◆ Task details: Format each line of the material below as a string in a JSON list, one entry per line, omitting blank lines.

◆ Supplied material:
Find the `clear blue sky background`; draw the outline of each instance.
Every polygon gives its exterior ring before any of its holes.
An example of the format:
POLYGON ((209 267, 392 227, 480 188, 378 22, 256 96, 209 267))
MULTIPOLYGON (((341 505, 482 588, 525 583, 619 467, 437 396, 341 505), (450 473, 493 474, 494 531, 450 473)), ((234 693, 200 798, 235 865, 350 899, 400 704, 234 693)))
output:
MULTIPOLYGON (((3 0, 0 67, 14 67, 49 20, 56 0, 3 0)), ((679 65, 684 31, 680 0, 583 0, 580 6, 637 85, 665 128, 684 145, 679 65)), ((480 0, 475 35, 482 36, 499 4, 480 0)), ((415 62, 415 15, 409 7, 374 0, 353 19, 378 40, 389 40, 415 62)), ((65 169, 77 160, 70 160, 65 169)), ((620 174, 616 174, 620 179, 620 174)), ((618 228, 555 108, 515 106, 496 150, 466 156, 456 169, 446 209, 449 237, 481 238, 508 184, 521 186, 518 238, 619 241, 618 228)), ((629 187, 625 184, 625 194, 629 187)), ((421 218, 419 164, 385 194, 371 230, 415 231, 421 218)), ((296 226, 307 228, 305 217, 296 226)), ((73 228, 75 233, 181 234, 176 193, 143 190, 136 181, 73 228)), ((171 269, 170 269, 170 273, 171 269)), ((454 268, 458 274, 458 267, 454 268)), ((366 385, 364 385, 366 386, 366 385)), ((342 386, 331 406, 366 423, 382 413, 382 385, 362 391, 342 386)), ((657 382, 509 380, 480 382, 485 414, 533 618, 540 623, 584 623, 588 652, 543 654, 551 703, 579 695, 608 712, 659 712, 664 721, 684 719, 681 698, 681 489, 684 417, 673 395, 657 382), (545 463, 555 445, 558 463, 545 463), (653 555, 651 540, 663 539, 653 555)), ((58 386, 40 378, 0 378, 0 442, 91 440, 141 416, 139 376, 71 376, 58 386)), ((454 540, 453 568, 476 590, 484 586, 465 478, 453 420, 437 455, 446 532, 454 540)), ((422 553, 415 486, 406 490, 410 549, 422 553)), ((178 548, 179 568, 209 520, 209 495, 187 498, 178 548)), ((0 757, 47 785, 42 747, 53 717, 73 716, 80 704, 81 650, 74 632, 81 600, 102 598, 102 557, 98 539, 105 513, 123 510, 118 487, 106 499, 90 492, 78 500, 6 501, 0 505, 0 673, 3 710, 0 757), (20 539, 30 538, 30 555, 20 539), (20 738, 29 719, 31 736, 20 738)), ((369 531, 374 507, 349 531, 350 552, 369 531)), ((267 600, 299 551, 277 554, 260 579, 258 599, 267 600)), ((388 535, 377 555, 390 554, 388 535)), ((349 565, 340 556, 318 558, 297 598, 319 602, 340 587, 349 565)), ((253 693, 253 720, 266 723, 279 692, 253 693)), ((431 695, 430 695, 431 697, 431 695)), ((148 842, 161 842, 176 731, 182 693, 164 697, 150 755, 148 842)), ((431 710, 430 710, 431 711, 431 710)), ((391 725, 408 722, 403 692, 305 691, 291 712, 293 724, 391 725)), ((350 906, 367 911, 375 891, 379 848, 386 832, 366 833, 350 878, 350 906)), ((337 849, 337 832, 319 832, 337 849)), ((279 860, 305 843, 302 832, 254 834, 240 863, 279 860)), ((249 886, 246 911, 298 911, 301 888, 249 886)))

◆ Answer to the problem:
[
  "Find the `clear blue sky background`; draw the outline of each instance.",
  "Every polygon gives its exterior ring before any of its holes.",
  "An example of the format:",
  "POLYGON ((209 267, 392 227, 480 188, 378 22, 256 96, 209 267))",
  "MULTIPOLYGON (((341 505, 482 588, 525 583, 619 467, 437 396, 341 505), (450 473, 493 474, 494 531, 450 473)), ((234 693, 200 798, 235 865, 350 899, 400 704, 234 693)))",
  "output:",
  "MULTIPOLYGON (((3 0, 0 67, 14 67, 49 20, 56 0, 3 0)), ((679 65, 684 31, 680 0, 583 0, 580 6, 637 85, 665 128, 684 145, 679 65)), ((480 0, 475 35, 482 36, 499 4, 480 0)), ((415 62, 415 15, 409 7, 374 0, 353 19, 378 40, 389 40, 415 62)), ((65 169, 77 160, 70 160, 65 169)), ((620 174, 616 174, 620 179, 620 174)), ((618 228, 555 108, 515 106, 496 150, 466 156, 456 169, 446 209, 449 237, 481 238, 508 184, 521 186, 518 238, 619 241, 618 228)), ((629 187, 625 184, 625 194, 629 187)), ((421 218, 419 164, 385 194, 371 230, 415 231, 421 218)), ((296 226, 307 228, 305 217, 296 226)), ((73 228, 75 233, 181 234, 176 193, 143 190, 136 181, 73 228)), ((171 269, 170 269, 170 273, 171 269)), ((454 268, 458 274, 458 267, 454 268)), ((366 385, 364 385, 366 386, 366 385)), ((342 386, 331 406, 366 423, 382 413, 382 385, 362 391, 342 386)), ((657 382, 509 380, 480 382, 485 414, 533 618, 540 623, 584 623, 588 652, 543 654, 551 703, 579 695, 608 712, 659 712, 664 721, 684 719, 681 698, 681 489, 684 417, 673 395, 657 382), (545 463, 555 445, 558 463, 545 463), (653 555, 651 540, 663 539, 653 555)), ((58 386, 40 378, 0 378, 0 442, 91 440, 141 416, 139 376, 71 376, 58 386)), ((454 540, 453 568, 476 590, 484 586, 465 478, 453 420, 437 455, 446 532, 454 540)), ((422 553, 415 486, 406 490, 410 549, 422 553)), ((178 548, 179 568, 209 520, 209 495, 187 498, 178 548)), ((0 757, 47 785, 42 747, 53 717, 73 716, 80 704, 81 650, 74 632, 81 600, 102 598, 102 557, 98 539, 105 513, 123 510, 118 487, 106 499, 90 492, 78 500, 6 501, 0 505, 0 673, 3 710, 0 757), (20 539, 30 538, 30 555, 20 539), (20 738, 29 719, 31 736, 20 738)), ((369 531, 374 507, 349 531, 350 552, 369 531)), ((267 600, 299 551, 277 554, 260 579, 258 599, 267 600)), ((388 535, 377 555, 390 554, 388 535)), ((349 565, 340 556, 318 558, 297 598, 319 602, 340 587, 349 565)), ((253 693, 253 720, 266 723, 279 692, 253 693)), ((431 695, 430 695, 431 697, 431 695)), ((148 842, 161 842, 176 731, 182 693, 164 697, 150 755, 148 842)), ((431 710, 430 710, 431 711, 431 710)), ((391 725, 408 722, 403 692, 305 691, 291 712, 293 724, 391 725)), ((350 906, 367 911, 375 891, 379 848, 386 832, 366 833, 350 878, 350 906)), ((337 849, 337 832, 319 832, 337 849)), ((279 860, 305 843, 302 832, 254 834, 240 863, 279 860)), ((249 886, 246 911, 298 911, 301 888, 249 886)))"
]